TASK PROMPT —
Reproduce the following records exactly from the line containing "of the office" onward, ending with the last line and including it.

Named-object pointing records:
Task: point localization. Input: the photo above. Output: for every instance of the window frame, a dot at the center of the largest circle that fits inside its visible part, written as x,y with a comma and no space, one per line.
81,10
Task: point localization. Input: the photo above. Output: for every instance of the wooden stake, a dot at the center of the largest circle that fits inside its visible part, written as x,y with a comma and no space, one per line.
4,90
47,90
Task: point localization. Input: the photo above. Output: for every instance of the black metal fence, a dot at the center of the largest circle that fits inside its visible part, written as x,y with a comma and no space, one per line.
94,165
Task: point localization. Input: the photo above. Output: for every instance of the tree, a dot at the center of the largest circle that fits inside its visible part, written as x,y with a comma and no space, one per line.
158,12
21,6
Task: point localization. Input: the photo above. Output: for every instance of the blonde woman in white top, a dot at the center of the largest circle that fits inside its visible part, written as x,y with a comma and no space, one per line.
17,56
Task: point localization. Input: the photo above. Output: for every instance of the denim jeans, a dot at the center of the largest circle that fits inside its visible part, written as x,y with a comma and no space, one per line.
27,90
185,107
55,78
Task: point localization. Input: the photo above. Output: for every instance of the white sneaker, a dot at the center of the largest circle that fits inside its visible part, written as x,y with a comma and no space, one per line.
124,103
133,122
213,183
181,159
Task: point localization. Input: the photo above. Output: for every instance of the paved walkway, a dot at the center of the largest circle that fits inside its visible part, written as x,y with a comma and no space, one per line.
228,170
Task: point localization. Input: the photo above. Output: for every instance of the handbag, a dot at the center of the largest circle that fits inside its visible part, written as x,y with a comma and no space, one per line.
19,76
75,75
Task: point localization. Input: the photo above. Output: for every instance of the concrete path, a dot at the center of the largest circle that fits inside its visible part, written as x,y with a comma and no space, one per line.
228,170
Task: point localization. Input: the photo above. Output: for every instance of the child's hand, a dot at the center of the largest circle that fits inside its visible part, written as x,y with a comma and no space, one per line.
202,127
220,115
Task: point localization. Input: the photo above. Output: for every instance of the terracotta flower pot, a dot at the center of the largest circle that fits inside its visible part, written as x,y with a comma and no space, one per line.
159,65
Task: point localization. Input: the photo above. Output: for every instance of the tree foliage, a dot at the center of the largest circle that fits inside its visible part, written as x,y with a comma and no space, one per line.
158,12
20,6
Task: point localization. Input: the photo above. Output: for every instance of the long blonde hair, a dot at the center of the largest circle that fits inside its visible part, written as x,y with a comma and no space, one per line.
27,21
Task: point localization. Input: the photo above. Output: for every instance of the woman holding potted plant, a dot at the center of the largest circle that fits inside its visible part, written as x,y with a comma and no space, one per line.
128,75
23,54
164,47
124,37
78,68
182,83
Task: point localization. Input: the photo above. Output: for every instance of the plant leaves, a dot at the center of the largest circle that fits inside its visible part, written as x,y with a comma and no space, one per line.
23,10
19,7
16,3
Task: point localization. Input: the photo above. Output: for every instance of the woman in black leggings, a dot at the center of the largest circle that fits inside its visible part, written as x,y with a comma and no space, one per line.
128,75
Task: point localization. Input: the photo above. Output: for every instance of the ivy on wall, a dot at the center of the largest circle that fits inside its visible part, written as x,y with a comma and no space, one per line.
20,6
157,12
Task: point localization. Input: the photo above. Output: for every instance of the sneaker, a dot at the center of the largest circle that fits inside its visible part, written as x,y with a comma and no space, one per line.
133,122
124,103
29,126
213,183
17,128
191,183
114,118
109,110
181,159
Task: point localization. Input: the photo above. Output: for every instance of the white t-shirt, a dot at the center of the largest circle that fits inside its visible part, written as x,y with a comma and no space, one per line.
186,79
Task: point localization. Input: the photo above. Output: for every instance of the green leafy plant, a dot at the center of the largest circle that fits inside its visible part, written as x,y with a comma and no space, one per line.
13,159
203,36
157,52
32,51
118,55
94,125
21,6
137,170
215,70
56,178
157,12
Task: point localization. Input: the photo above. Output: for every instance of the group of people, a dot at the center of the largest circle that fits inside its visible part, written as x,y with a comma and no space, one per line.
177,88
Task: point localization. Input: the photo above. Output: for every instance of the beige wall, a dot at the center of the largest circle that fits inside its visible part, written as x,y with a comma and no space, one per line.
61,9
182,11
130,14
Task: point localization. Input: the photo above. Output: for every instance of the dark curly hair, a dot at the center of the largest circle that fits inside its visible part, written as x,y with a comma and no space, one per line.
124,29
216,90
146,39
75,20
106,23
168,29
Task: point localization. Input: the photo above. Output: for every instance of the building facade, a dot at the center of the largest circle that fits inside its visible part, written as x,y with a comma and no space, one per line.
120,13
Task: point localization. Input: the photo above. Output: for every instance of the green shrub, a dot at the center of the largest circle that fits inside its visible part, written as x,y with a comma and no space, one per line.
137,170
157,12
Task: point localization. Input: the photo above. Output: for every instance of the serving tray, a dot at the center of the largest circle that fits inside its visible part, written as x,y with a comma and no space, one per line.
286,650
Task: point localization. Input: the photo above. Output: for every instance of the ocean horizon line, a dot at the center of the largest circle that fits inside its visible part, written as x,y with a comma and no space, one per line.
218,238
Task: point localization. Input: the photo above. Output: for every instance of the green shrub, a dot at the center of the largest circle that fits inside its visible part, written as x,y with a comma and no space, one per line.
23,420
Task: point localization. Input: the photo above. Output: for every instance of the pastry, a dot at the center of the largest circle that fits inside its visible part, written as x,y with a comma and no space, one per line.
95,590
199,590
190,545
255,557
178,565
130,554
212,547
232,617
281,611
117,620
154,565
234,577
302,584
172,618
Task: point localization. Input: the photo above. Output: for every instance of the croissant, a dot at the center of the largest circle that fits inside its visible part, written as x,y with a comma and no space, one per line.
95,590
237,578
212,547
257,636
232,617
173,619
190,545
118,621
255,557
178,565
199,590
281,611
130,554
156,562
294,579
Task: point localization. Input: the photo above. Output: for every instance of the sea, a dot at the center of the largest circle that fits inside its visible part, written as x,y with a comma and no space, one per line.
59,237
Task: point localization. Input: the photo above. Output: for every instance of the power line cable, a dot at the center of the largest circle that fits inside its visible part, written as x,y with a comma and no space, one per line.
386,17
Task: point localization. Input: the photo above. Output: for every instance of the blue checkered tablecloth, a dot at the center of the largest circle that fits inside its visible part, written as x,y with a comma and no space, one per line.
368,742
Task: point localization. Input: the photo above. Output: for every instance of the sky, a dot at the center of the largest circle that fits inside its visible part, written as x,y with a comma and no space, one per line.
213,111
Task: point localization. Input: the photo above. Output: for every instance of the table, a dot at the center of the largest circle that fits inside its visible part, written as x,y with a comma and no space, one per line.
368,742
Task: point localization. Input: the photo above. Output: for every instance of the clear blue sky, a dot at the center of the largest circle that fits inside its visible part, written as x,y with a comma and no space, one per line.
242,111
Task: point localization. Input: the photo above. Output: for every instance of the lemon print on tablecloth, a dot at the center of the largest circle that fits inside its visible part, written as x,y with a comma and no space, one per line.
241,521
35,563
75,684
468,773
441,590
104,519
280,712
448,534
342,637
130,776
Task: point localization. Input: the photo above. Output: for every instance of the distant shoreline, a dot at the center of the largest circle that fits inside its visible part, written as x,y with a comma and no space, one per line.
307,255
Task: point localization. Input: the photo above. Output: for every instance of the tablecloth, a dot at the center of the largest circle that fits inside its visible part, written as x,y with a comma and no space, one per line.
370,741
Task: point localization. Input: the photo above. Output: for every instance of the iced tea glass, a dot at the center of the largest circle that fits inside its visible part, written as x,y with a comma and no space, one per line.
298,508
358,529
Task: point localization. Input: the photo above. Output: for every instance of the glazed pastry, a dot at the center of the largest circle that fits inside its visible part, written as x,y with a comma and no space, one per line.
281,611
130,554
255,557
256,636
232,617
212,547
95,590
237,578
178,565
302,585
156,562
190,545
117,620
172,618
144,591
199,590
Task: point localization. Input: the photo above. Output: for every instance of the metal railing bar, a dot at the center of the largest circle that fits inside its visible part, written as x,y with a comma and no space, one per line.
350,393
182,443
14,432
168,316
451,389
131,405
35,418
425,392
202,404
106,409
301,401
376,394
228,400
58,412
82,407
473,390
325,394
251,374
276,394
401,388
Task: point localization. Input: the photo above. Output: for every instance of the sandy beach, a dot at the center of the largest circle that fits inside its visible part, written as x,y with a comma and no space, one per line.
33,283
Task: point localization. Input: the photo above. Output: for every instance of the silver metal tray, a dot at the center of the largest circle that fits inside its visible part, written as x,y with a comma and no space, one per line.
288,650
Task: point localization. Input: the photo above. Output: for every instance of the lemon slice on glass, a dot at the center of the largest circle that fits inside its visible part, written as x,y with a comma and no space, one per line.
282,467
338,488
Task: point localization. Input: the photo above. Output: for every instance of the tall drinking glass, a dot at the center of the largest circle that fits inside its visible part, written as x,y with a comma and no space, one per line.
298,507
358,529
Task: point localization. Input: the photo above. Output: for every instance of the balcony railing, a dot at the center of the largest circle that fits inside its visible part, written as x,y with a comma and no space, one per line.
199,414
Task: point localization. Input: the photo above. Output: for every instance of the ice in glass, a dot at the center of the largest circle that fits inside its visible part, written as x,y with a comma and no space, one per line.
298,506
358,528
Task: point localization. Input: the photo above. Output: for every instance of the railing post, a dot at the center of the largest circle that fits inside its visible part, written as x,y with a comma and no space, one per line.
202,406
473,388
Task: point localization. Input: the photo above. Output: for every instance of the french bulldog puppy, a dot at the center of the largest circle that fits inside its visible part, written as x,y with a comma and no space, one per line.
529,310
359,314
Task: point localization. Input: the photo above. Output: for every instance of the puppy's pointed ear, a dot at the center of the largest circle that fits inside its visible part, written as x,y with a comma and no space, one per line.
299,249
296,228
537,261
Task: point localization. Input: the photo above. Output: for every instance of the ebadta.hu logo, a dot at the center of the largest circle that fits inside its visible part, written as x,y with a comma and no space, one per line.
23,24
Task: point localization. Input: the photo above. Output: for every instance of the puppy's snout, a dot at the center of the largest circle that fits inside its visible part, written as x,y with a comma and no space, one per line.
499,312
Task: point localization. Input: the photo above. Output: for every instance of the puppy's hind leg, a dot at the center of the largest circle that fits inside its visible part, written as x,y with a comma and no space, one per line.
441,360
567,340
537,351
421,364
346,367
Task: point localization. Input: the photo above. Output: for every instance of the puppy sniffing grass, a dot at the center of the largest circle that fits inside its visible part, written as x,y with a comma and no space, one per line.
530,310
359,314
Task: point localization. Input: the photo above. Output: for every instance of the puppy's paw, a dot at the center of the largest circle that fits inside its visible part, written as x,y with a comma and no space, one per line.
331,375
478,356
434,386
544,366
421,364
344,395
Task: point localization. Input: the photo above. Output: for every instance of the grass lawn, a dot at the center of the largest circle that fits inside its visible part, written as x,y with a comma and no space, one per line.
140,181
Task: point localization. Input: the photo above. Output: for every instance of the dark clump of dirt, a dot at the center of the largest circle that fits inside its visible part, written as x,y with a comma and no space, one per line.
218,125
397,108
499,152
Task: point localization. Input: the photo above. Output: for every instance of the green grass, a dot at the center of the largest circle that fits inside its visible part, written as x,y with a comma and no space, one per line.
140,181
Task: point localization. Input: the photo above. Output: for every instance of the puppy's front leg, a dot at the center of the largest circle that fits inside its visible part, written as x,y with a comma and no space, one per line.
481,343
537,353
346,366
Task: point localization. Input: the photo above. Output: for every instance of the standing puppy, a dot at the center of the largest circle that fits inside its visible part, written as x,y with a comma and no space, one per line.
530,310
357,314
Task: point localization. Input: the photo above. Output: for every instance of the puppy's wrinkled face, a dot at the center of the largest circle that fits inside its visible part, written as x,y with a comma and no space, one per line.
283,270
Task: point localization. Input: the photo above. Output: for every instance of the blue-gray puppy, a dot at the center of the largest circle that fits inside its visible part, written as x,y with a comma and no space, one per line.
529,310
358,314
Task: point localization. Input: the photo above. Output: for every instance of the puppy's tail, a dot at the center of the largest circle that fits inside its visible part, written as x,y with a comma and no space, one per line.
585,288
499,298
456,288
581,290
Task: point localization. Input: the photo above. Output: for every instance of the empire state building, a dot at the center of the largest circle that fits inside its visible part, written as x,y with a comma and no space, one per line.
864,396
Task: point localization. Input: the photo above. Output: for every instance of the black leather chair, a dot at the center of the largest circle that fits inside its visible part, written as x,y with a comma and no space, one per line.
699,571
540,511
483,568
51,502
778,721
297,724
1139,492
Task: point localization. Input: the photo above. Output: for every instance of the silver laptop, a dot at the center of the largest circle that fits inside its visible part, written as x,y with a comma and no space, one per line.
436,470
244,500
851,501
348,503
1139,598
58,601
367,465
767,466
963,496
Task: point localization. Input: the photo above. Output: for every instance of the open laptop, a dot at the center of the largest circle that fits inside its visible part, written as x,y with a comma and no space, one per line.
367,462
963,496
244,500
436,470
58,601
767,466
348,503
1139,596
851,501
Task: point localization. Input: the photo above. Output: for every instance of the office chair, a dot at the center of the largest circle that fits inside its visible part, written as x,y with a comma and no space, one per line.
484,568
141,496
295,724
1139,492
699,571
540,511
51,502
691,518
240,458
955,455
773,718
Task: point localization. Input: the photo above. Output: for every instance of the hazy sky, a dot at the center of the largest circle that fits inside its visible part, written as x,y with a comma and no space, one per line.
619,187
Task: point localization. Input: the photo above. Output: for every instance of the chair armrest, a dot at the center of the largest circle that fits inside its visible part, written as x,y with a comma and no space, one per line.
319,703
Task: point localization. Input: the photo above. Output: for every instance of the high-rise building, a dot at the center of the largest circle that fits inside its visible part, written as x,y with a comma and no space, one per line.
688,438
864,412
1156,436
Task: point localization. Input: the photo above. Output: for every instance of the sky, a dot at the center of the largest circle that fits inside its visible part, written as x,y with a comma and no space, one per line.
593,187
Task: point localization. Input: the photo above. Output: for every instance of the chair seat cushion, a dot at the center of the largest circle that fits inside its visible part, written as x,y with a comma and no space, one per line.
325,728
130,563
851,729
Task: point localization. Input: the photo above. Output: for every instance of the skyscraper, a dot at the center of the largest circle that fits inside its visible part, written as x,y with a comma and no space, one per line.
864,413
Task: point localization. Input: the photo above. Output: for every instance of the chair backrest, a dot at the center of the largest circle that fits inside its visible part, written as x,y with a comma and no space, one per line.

TASK RESPONSE —
Task: point localization. Input: the photo above. Output: for every instance of the office chair, a dot at the center of the largest circle that fits inside its visible part, written as x,y with a comma and no space, one per line.
484,568
141,496
295,724
1139,492
699,571
540,511
51,502
691,518
240,458
955,455
773,718
Task: point localization. Input: the photo above. Output: for every instance of the hazy sky, a dot at the center of the largest circle that fits inside its visible part, written as x,y with a comma and no space, one per line.
619,187
Task: point localization. Input: the photo above. Output: for every instance of the chair armrest, a dot at the center of the largest circle that fits inside its visible part, written as x,y with a comma and no space, one per line.
319,703
Task: point localization. Input: the photo above. Output: for every instance of the high-rise building, a dot at the center of the largest circle that fits inside its visible part, written as x,y with a comma and no space, one per line.
688,438
864,412
1156,436
Task: point localization. Input: the photo above. Output: for every instance of the sky, a dot at the center of the largest circle that fits inside its visible part, written as x,y with a comma and no space, one per line.
593,187
Task: point localization. Input: the photo above. Output: for every instance of the chair seat cushion, a dot at the center of the largest circle that fits inside its visible part, written as x,y with a comma and no space, one per line.
325,728
130,563
851,729
Task: point localization. Input: the photo above. Output: for every instance of the skyscraper, a dot at the center of the largest circle that fits inside its visible part, written as x,y with a comma and no space, one per line.
864,413
Task: point localization. Input: the photo above. Output: for every instance of the chair backrest, a dot at the center of the largest circle that fits inside its visible part, written as x,y with a comma and no space, one per line.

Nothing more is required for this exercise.